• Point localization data
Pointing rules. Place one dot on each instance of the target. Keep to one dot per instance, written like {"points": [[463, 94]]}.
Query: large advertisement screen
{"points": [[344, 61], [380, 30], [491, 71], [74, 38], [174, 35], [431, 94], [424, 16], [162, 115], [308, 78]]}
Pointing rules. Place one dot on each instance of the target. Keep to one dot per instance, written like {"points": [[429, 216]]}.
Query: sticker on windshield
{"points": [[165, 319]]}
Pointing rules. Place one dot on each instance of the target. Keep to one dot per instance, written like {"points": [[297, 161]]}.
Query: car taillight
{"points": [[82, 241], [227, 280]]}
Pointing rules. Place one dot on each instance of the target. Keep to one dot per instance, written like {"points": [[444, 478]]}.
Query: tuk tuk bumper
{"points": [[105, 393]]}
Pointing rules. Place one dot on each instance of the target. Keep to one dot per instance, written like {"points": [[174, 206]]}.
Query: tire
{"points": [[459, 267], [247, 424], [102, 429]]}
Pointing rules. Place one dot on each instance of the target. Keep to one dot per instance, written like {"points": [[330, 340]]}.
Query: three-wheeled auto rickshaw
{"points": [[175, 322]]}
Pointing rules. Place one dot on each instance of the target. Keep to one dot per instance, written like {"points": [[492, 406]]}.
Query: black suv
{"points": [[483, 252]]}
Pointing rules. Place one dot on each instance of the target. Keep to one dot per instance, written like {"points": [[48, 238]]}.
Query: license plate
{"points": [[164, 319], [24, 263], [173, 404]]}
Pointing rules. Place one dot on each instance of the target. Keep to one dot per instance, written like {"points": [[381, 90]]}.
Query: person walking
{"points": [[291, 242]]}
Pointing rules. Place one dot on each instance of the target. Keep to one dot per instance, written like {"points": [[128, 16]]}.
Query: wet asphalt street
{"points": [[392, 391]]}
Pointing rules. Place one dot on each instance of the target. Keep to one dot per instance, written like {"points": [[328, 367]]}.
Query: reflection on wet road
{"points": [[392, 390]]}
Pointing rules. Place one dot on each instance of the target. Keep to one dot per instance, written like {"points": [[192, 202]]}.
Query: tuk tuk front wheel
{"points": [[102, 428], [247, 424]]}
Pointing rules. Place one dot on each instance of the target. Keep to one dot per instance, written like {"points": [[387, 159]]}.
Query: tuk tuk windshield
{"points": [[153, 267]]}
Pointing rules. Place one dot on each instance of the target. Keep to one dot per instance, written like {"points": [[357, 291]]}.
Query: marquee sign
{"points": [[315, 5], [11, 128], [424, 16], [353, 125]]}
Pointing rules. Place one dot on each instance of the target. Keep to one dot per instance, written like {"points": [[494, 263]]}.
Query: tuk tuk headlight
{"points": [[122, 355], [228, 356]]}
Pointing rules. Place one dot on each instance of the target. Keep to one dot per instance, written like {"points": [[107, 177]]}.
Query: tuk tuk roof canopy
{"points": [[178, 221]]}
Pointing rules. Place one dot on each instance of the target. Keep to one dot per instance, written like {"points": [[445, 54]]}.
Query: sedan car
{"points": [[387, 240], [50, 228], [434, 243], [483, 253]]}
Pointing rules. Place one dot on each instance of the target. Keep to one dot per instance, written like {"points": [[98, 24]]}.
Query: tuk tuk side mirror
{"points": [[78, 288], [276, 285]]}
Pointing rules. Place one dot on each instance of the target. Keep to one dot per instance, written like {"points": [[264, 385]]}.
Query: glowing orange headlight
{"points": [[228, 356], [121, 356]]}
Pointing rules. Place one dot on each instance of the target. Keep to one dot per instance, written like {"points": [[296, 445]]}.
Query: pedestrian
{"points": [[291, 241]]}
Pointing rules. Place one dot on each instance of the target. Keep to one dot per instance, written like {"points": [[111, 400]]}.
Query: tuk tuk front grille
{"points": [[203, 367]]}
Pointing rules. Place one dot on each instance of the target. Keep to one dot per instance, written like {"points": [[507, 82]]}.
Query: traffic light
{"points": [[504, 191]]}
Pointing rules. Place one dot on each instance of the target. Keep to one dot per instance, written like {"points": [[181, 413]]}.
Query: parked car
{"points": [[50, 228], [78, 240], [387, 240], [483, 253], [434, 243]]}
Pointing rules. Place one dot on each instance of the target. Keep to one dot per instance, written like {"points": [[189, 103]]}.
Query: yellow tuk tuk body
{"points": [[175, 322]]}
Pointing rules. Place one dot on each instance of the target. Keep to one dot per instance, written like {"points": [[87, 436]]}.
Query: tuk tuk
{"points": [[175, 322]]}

• EXERCISE DIRECTIONS
A verbatim copy of every entry is required.

• ANSWER SPACE
Pointing rules. Place one dot on each instance of the target. Keep to one dot per instance, written like {"points": [[463, 94]]}.
Query: large advertisement screen
{"points": [[344, 61], [380, 30], [491, 71], [74, 38], [174, 35], [431, 94], [424, 16], [162, 115], [308, 78]]}
Pointing rules. Place one dot on each instance of the target. Keep to one dot per instance, written like {"points": [[429, 216]]}.
Query: sticker on windshield
{"points": [[165, 319]]}
Pointing rules. Place one dot on each instance of the target. Keep to one dot per instance, written like {"points": [[297, 161]]}.
Query: car taillight
{"points": [[82, 241], [227, 280]]}
Pointing rules. Place one dot on each instance of the target. Keep to one dot per instance, written like {"points": [[444, 478]]}.
Query: tuk tuk bumper
{"points": [[105, 393]]}
Pointing rules. Place one dot on each instance of the target. Keep to one dot per instance, written like {"points": [[174, 206]]}.
Query: tire
{"points": [[459, 267], [247, 424], [102, 429]]}
Pointing rules. Place one dot on each instance of the target. Keep to one dot per instance, written like {"points": [[330, 340]]}.
Query: three-wheeled auto rickshaw
{"points": [[175, 322]]}
Pointing rules. Place one dot on each instance of the target. Keep to one dot per instance, written like {"points": [[492, 406]]}.
Query: black suv
{"points": [[483, 252]]}
Pointing rules. Place one dot on each instance of the target. Keep to one dot per instance, written like {"points": [[48, 238]]}.
Query: license plate
{"points": [[164, 319], [24, 263], [173, 404]]}
Pointing rules. Place one dot on each instance of the target. Keep to one dot per instance, written like {"points": [[381, 90]]}.
Query: person walking
{"points": [[291, 242]]}
Pointing rules. Place one dot on each instance of the target. Keep to one dot per instance, written like {"points": [[128, 16]]}.
Query: wet asphalt street
{"points": [[392, 391]]}
Pointing rules. Place one dot on each instance of the target. Keep to one dot per instance, written like {"points": [[328, 367]]}.
Query: reflection on wet road
{"points": [[392, 390]]}
Pointing rules. Place one dot on each instance of the target. Keep to one dot per instance, written like {"points": [[192, 202]]}.
Query: tuk tuk front wheel
{"points": [[102, 428], [247, 424]]}
Pointing rules. Place one dot on each instance of the target. Keep to one dot per instance, written like {"points": [[387, 159]]}.
Query: tuk tuk windshield
{"points": [[153, 267]]}
Pointing rules. Place one dot on each instance of the target. Keep to one dot per instance, written like {"points": [[357, 291]]}.
Query: marquee sign
{"points": [[315, 5], [11, 128], [424, 16], [353, 125]]}
Pointing rules. Place one dot on each instance of the target. Keep to one dot per instance, written like {"points": [[494, 263]]}.
Query: tuk tuk headlight
{"points": [[122, 355], [228, 356]]}
Pointing rules. Place one dot on each instance of the target. Keep to one dot per instance, written like {"points": [[107, 177]]}.
Query: tuk tuk roof canopy
{"points": [[178, 221]]}
Pointing rules. Place one dot on each instance of the target. Keep to one dot per instance, written like {"points": [[445, 54]]}.
Query: sedan car
{"points": [[387, 240], [50, 228], [434, 243], [483, 253]]}
Pointing rules. Place one dot on each instance of the target. Keep to one dot per instance, written like {"points": [[98, 24]]}.
Query: tuk tuk side mirror
{"points": [[78, 288], [276, 285]]}
Pointing rules. Place one dot on each instance of the target. Keep to one dot per instance, written like {"points": [[264, 385]]}.
Query: glowing orange headlight
{"points": [[228, 356], [121, 356]]}
Pointing rules. Place one dot on each instance of the target. Keep to one dot per instance, written like {"points": [[296, 445]]}.
Query: pedestrian
{"points": [[291, 241]]}
Pointing rules. Place one dot on each instance of the target. Keep to one dot per instance, written like {"points": [[111, 400]]}.
Query: tuk tuk front grille
{"points": [[203, 367]]}
Pointing rules. Place one dot on each instance of the target. Keep to one dot per instance, written like {"points": [[507, 82]]}.
Query: traffic light
{"points": [[504, 191]]}
Pointing rules. Place one dot on each instance of the target. Keep to one dot per instance, written like {"points": [[181, 413]]}.
Query: parked car
{"points": [[50, 228], [78, 240], [387, 240], [483, 253], [434, 243]]}
Pointing rules. Place one dot on each instance of the target. Keep to one dot per instance, written like {"points": [[189, 103]]}.
Query: yellow tuk tuk body
{"points": [[175, 322]]}
Pointing rules. Place one dot on each instance of the target. Keep to one dot per instance, written like {"points": [[87, 436]]}.
Query: tuk tuk
{"points": [[175, 322]]}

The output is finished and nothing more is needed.